> _TRY IT_:
Can you quote the passage below about the film The Mafia Kills Only in the Summer word for word, starting at "The Mafia Kills" and ending at "yet satirical tone."?

> _PASSAGE FOR REVIEW_:
Segment Open

The Mafia Kills Only in the Summer (original title: La mafia uccide solo d'estate) is a 2013 drama/comedy film that marks the directorial debut of Pif a.k.a. Pierfrancesco Diliberto, an Italian television host, actor and humorist most famous for his program "Il Testimone" (The Witness), a documentary-like look to several everyday life events and stories done in a competent yet satirical tone.
Pif uses the same approach for this film that tells the life of Arturo, a kid born in Palermo, whose entire life is inextricably linked to the Mafia that extended its influence all over the city, Sicily and beyond, and who later grows to be a journalist. The film is notable for its juxtaposition of fiction and actual footage of newsreels, and a style that is alternately satirical, candidly humorous and bleakly realistic. Expect Mood Whiplash every ten minutes or so.
The film won the prize for Best Comedy at the 27th European Film Awards.
It has been adapted into a successful TV Series, with Pif as narrator.
The film provides examples of:
- Babies Ever After: In the end Arturo gets engaged to his childhood crush Flora, they have a kid and the film ends with Arturo showing his son all the gravesites of the people who died fighting against the mafia.
- Birth/Death Juxtaposition: The movie starts with adult Arturo's voiceover stating that he was born right when the Viale Lazio massacre took place, which is then recreated in all of its gory detail. The violent scenes are juxtaposed with images of sperm getting scared by the gunshots and allowing the one who will become Arturo to fecundate his mom.
- Camp Gay/Camp Straight: Jean-Pierre, host of a local TV program and Arturo's first employer. His actual orientation is never stated or commented upon, but he's surely very camp, what with the absurd French accent he uses every time (Jean-Pierre is not his actual name), his affectations and the fact that he lives with his mother despite being well over 40.
- Copycat Cover: One of the posters◊ for the film is similar to the one for the Italian film Il divo◊, released a few years before. Justified in that they're both inspired by the famous posture of Giulio Andreotti, the man whose life Il divo is based on, and who is Arturo's childhood idol in Pif's film.
- Evil-Detecting Baby: Arturo has the uncanny ability to tell if someone is part of the Mafia — his first word is indeed mafia, referring to the priest who baptized him and who in fact was in cahoots with the mafiosi. Later on he gets scared by someone who is then revealed as being Salvatore "Totò" Riina.
- Mood Whiplash: Everywhere, especially when accounting Pif's snarky narration over real-life footage of newsreels, cleverly inserted into the film.
- The biggest example is probably when, after a comedic scene where Totò Riina doesn't understand how air conditioning works and is seen futzing with the remote, another mafioso (probably Giovanni Brusca) is seen pushing the button of the remote which detonated the explosives that murdered judge Giovanni Falcone, his wife and three policemen.
- Title Drop: The title comes from a speech Arturo's dad makes to him when he's a kid, telling him not to be scared because it's winter and the mafia only kills in summer.

Segment Closed

> _DATA SECTION_:
Segment Open

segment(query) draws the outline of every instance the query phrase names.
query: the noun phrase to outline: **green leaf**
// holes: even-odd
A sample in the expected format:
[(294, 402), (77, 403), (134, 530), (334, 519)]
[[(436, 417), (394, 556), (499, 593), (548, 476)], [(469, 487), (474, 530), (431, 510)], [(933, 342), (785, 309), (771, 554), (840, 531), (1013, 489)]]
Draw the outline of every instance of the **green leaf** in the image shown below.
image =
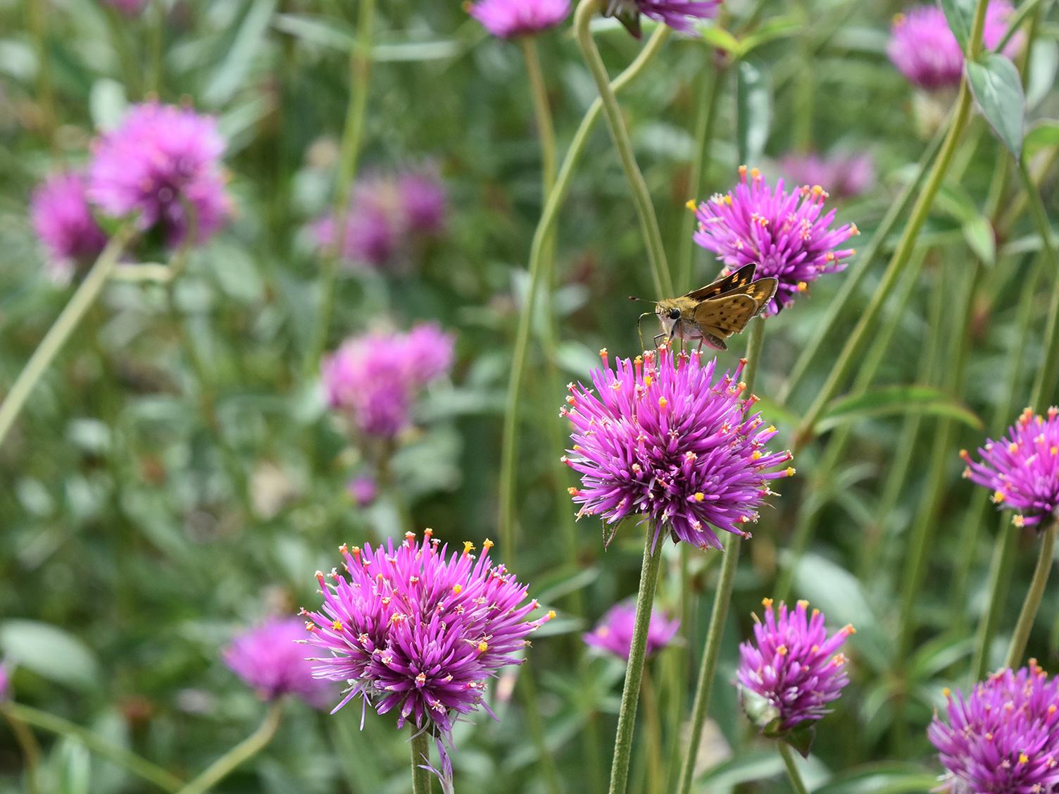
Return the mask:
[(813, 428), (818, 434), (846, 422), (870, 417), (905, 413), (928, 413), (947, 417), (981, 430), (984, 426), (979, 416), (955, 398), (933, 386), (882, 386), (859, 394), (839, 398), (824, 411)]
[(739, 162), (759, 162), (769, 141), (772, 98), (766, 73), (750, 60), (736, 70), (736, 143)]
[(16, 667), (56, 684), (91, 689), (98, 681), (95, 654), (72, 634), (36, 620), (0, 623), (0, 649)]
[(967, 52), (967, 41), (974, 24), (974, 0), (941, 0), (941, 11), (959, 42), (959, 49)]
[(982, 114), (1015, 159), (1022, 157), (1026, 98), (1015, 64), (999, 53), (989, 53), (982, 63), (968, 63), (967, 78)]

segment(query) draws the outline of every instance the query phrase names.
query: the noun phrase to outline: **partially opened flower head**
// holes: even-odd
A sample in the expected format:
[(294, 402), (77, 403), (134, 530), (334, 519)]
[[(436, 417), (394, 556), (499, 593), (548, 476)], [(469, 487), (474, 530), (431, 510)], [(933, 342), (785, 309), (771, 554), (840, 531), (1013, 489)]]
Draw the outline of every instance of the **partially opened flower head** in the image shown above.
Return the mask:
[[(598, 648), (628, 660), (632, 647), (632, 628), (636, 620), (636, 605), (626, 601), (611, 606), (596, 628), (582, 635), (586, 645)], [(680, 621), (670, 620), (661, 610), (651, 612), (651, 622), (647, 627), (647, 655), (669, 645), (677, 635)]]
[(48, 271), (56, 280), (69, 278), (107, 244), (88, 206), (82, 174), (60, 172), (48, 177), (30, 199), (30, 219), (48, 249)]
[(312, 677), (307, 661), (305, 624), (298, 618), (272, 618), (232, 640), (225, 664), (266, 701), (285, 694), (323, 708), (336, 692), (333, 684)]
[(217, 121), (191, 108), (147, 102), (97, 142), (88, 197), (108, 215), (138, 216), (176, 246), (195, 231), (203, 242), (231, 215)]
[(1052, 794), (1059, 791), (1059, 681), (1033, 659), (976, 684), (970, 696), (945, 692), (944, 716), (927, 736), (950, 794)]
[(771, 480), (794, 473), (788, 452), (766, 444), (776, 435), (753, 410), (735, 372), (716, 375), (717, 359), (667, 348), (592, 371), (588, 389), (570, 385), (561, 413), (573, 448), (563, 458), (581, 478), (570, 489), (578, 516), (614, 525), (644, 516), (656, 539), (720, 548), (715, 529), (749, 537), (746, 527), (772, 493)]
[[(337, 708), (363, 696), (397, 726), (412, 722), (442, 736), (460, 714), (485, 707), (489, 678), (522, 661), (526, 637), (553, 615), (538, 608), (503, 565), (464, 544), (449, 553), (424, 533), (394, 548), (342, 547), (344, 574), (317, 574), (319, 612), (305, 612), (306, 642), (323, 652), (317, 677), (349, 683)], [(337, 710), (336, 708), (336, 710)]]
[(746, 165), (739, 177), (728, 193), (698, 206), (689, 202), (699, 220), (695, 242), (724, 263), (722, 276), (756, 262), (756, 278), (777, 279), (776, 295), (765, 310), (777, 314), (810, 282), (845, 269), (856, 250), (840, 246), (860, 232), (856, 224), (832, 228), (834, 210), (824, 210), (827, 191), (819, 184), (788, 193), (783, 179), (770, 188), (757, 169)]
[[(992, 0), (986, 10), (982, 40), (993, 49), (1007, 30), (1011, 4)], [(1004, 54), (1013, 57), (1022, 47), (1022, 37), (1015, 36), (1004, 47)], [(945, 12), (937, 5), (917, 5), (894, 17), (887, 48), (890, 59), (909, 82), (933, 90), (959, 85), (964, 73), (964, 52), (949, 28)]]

Segment Closed

> _WRITTEN SOLUTION_:
The Mafia Kills Only in the Summer (original title: La mafia uccide solo d'estate) is a 2013 drama/comedy film that marks the directorial debut of Pif a.k.a. Pierfrancesco Diliberto, an Italian television host, actor and humorist most famous for his program "Il Testimone" (The Witness), a documentary-like look to several everyday life events and stories done in a competent yet satirical tone.